Formatting Rbec output from 2025-01-27 sequenced by BTK Turku using custom HAMBI Illumina v3 primers

Author

Milla Similä & Shane Hogle

Published

May 24, 2025

Abstract
Results are from the remainder of samples/conditions (all trios and quartets with 16, 64 and 256 ug/ml streptomycin) from Milla’s community assembly experiment.

1 Setup

1.1 Libraries

Show/hide code
library(tidyverse)
library(here)
library(fs)
library(archive)
library(scales)
source(here::here("R", "utils_generic.R"))
source(here::here("R", "communities", "amplicon", "utils_amplicon.R"))

1.2 Global variables

Show/hide code
data_raw <- here::here("_data_raw", "communities", "20250127_BTK_illumina_v3")
data <- here::here("data", "communities", "20250127_BTK_illumina_v3")
amplicontar_01 <- here::here(data_raw, "rbec_output_01.tar.gz")
amplicontar_02 <- here::here(data_raw, "rbec_output_02.tar.gz")

# make processed data directory if it doesn't exist
fs::dir_create(data)

# create temporary location to decompress
tmpdir_01 <- fs::file_temp()
tmpdir_02 <- fs::file_temp()

2 Read metadata

Show/hide code
mddf <- readr::read_tsv(here::here(data_raw, "20250127_BTK_illumina_v3_metadata.tsv")) %>% 
  mutate(sample = str_trim(sample))
spdf <- readr::read_tsv(here::here(data_raw, "sample_compositions.tsv")) %>% 
  mutate(sample = str_trim(sample))

3 Read Rbec raw counts tables

3.1 Untar Rbec output tarball

Show/hide code
archive::archive_extract(
  amplicontar_01,
  dir = tmpdir_01,
  files = NULL,
  options = character(),
  strip_components = 0L
)

archive::archive_extract(
  amplicontar_02,
  dir = tmpdir_02,
  files = NULL,
  options = character(),
  strip_components = 0L
)

3.2 Setup directory structure

Show/hide code
tabdir_01 <- here::here(tmpdir_01, "rbec_output_01")
samppaths_01 <- fs::dir_ls(tabdir_01)

• Stored data

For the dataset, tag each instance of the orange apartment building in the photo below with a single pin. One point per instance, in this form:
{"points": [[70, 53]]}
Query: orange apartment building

• What to do
Please extend the Rbec output formatting notebook, picking up right after its last line of code and keeping its headings and R style.

• Output for this task
sampnames_01 <- path_split(samppaths_01) %>% 
  map_chr(dplyr::last)

tabdir_02 <- here::here(tmpdir_02, "rbec_output_02")
samppaths_02 <- fs::dir_ls(tabdir_02)
sampnames_02 <- path_split(samppaths_02) %>% 
  map_chr(dplyr::last)

3.3 Read

Show/hide code
straintabs_01 <- paste0(samppaths_01, "/strain_table.txt") %>% 
  set_names(sampnames_01) %>% 
  map_df(
  read_tsv,
  skip = 1,
  col_names = c("rRNA16S_locus","count"),
  show_col_types = FALSE, 
  .id = "sample")

straintabs_02 <- paste0(samppaths_02, "/strain_table.txt") %>% 
  set_names(sampnames_02) %>% 
  map_df(
  read_tsv,
  skip = 1,
  col_names = c("rRNA16S_locus","count"),
  show_col_types = FALSE, 
  .id = "sample")

3.4 Clean up

Show/hide code
# remove decompressed directory from temp location
fs::dir_delete(tmpdir_01)
fs::dir_delete(tmpdir_02)

4 Format

Show/hide code
straintabs_norm <- bind_rows(straintabs_01, straintabs_02) %>% 
  # Calls function that normalize counts by 16S copy number
  normalize_by_copy() %>% 
  # Calls function that completes all combinations of 23 species
  # this is important because some species go extinct that should be in the samples
  # and we need to have those in the final table
  complete_combos() %>% 
  # removes any extra whitespace on sample names
  mutate(sample = str_trim(sample))

Make final table

Show/hide code
# Later we will take advantage of the fact that for species not supposed to be
# in a sample the prior left_join will have filled the evo_hist category with an
# NA. We can then filter using this NA value
finaltable <- left_join(straintabs_norm, mddf, by = join_by(sample)) %>% 
  left_join(spdf, by = join_by(sample, strainID)) %>% 
  group_by(sample) %>% 
  dplyr::select(-genus, -species) %>% 
  mutate(f_raw = count_correct/sum(count_correct),
         sample_tot_raw = sum(count_correct)) %>% 
  ungroup() %>% 
  relocate(sample_tot_raw, f_raw, target_f, evo_hist, .after = count_correct)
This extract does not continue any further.